--- Task requirements ---
Pull out every line in the records below that contains the string "logo". Case matters.

--- Supplied entries ---
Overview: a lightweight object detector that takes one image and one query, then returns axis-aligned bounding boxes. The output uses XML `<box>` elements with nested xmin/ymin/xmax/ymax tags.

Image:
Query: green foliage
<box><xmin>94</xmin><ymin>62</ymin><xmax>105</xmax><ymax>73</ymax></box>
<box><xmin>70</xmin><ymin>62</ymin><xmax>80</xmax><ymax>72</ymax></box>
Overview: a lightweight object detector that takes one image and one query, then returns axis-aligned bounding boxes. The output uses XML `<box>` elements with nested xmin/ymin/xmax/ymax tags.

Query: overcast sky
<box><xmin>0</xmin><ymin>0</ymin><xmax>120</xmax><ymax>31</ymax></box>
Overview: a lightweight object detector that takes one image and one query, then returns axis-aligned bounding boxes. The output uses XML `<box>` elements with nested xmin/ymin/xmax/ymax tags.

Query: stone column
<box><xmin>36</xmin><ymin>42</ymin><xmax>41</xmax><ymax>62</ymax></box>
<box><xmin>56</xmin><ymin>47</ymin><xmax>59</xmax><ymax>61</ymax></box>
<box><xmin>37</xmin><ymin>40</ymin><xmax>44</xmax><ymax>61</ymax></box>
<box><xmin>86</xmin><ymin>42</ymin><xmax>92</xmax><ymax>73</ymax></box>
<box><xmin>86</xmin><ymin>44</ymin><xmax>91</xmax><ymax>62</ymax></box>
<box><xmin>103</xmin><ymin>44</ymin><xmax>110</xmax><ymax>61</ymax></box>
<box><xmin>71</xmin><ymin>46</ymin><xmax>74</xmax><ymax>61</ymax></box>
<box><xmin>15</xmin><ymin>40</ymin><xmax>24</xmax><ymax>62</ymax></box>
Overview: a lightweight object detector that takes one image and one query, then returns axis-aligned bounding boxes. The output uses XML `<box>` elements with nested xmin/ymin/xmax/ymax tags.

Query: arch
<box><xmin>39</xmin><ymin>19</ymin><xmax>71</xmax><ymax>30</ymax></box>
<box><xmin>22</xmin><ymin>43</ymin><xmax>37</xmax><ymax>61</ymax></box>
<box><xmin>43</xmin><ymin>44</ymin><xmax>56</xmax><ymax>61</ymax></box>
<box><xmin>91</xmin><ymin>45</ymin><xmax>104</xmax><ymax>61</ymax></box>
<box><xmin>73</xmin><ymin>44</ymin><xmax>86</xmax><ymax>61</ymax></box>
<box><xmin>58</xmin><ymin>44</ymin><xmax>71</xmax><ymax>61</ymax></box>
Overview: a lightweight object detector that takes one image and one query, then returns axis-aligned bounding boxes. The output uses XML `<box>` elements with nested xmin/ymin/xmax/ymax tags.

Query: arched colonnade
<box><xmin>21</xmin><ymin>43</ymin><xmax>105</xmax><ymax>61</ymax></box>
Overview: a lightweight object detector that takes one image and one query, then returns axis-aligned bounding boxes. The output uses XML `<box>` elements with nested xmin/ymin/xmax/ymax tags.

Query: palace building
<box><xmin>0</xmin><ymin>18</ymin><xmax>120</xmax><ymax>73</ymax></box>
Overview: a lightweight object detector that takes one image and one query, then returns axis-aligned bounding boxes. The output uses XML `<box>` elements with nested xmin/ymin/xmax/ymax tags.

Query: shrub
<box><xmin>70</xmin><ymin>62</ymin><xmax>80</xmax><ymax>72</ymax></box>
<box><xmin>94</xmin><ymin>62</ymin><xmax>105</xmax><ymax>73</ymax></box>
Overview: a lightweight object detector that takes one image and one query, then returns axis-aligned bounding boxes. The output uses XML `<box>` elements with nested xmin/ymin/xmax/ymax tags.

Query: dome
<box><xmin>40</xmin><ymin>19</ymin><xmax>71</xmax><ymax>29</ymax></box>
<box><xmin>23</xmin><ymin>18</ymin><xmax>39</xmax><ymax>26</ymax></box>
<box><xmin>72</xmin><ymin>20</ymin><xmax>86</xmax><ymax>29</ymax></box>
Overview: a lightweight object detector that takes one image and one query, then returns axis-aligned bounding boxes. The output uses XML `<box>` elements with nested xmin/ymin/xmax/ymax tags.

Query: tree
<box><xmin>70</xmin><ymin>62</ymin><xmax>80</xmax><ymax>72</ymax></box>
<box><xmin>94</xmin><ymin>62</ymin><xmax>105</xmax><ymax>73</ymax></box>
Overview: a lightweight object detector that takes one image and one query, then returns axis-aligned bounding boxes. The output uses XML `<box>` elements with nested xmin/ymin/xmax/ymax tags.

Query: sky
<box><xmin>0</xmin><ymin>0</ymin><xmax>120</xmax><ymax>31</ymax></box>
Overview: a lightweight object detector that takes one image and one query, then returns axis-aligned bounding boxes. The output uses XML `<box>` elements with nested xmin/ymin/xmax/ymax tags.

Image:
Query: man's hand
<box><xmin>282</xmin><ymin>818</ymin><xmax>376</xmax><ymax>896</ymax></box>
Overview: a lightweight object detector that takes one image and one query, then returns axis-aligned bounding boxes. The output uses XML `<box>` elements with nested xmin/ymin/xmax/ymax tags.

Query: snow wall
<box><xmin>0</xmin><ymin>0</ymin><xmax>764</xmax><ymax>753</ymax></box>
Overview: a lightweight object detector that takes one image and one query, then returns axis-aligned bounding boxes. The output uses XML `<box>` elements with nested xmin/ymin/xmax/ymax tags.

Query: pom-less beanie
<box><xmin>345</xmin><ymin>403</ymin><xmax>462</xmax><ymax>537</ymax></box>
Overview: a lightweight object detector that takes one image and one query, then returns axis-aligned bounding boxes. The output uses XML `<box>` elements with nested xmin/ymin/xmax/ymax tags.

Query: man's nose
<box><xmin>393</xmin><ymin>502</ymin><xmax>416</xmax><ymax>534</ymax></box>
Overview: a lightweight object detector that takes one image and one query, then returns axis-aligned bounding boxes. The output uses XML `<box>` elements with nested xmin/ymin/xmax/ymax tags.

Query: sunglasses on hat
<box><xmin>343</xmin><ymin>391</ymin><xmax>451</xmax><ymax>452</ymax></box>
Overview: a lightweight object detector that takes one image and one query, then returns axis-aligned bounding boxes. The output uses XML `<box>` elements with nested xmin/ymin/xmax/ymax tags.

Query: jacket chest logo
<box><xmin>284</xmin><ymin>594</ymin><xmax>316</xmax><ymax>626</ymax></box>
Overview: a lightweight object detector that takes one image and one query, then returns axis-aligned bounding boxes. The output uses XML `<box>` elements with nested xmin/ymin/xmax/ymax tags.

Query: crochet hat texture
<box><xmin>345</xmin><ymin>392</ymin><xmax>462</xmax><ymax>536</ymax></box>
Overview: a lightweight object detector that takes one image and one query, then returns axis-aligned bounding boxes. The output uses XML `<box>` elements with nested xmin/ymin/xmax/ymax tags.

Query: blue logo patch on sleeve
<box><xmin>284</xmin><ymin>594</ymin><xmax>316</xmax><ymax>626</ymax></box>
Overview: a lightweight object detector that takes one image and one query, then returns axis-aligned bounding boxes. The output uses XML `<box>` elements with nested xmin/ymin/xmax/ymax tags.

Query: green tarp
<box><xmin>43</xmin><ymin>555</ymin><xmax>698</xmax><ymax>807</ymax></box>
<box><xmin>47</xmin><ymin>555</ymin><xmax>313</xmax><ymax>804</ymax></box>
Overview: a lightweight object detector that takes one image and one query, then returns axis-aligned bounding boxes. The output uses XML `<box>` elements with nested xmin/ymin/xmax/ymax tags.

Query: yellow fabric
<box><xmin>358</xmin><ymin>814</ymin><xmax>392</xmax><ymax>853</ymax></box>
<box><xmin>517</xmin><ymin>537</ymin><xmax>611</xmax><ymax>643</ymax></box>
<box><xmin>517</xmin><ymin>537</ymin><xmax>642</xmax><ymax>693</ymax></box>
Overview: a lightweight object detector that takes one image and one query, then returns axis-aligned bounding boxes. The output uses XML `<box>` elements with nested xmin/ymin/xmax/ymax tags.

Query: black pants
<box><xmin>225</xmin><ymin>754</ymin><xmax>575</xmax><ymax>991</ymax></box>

--- Finished exercise ---
Query: jacket chest logo
Query: blue logo patch on sleeve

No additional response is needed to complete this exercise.